<<<<

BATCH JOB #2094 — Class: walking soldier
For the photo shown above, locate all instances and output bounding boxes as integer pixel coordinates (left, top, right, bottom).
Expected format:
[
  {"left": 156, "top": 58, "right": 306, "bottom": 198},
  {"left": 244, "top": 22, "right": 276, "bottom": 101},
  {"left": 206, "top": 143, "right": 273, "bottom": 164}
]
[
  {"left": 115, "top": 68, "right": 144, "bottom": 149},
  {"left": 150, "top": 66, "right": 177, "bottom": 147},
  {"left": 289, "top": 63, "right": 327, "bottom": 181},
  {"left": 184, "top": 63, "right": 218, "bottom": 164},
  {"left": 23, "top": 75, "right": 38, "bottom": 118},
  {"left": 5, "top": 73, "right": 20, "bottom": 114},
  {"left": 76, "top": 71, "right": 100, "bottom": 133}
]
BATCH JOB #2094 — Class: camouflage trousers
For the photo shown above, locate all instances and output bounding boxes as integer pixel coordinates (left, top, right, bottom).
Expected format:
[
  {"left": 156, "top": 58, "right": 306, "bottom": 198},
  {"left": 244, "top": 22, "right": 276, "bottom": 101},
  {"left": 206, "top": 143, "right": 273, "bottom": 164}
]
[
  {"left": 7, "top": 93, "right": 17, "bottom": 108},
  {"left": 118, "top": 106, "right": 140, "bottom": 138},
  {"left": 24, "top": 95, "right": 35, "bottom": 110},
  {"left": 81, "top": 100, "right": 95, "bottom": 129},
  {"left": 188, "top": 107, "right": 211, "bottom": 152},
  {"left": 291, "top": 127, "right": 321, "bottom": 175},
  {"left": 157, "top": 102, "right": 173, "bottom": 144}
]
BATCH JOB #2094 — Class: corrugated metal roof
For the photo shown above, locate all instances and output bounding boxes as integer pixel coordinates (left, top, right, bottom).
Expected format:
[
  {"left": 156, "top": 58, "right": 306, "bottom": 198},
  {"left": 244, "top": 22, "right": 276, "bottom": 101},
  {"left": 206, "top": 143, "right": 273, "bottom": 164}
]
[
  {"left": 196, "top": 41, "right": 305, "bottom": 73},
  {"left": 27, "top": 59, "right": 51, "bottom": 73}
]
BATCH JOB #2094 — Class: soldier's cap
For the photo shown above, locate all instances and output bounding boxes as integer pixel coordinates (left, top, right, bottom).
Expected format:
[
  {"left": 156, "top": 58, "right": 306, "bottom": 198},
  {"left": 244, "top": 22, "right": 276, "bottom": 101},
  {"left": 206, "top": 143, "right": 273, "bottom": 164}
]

>>>>
<<<<

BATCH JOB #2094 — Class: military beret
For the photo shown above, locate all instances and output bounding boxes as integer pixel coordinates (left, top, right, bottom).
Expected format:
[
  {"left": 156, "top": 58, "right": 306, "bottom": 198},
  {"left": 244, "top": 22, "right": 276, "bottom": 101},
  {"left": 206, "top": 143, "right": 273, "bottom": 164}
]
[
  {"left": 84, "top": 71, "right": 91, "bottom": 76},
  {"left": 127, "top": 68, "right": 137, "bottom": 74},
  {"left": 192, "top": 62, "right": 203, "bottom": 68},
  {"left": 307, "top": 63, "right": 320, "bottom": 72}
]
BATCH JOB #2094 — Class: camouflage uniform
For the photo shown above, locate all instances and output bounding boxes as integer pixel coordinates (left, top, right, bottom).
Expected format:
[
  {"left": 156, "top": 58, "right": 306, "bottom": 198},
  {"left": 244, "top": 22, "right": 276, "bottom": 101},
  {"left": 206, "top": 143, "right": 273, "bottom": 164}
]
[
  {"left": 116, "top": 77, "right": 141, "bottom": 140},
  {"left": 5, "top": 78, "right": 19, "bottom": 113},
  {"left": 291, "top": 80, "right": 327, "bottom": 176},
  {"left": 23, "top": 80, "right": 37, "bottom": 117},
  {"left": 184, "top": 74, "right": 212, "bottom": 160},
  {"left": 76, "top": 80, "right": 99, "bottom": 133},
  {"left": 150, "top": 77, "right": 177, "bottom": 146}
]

>>>>
<<<<

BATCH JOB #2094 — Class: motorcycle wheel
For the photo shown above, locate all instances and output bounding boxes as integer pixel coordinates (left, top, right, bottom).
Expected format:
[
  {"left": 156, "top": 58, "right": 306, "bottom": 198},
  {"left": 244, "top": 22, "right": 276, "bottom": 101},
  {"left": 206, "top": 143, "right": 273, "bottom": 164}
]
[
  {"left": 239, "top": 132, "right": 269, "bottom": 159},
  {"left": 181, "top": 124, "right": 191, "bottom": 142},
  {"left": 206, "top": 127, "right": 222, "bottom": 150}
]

>>>>

Within the records above, determine the number of lines that hold the word "camouflage" and return only that value.

— THE COMPLETED TASK —
2